Parece incrível, mas já fomos o que a China é hoje: uma máquina de crescimento, fazendo parte do grupo de países que mais avançou economicamente dos anos 30 até a entrada dos anos 80 do século passado. Sem deixar as mazelas históricas e contemporâneas de lado, o Brasil transitou de uma economia mercantil exportadora para uma economia industrial moderna, no padrão da segunda revolução industrial, possibilitando uma mobilidade social inédita. Porque perdemos o rumo? Essa questão é ainda mais importante agora, quando o Brasil que apontava para o futuro está sendo mutilado no corpo e na alma. O que perdemos foi vontade política alicerçada numa visão de futuro.

Fazendo um recorte de 1951 a 1954, no segundo governo Vargas, momento mais criativo deste período de cinco décadas, foram criados BNDE, CNPq, CAPES, o projeto da Eletrobras e a Petrobras, além de um conjunto de iniciativas que se consolidaram num Brasil mais próspero e moderno.

Objetivo:
Transcreva, do texto sobre o crescimento econômico do Brasil, a parte que se inicia nas palavras que contêm "Fazendo um recorte" e se encerra em "próspero e moderno.".

Dados disponíveis:
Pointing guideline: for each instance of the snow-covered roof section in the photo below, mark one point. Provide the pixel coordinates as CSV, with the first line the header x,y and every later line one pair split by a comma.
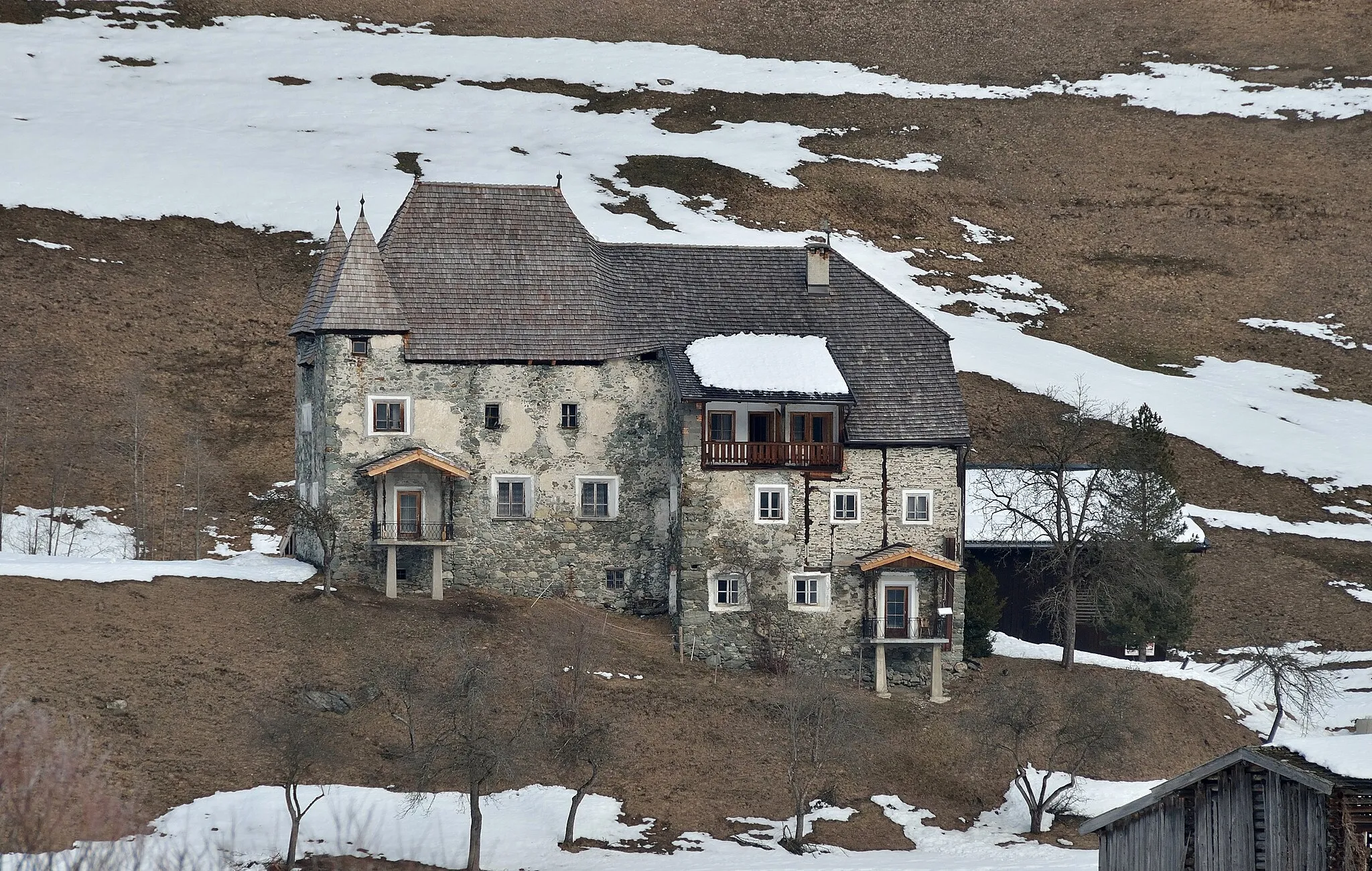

Resposta à tarefa:
Fazendo um recorte de 1951 a 1954, no segundo governo Vargas, momento mais criativo deste período de cinco décadas, foram criados BNDE, CNPq, CAPES, o projeto da Eletrobras e a Petrobras, além de um conjunto de iniciativas que se consolidaram num Brasil mais próspero e moderno.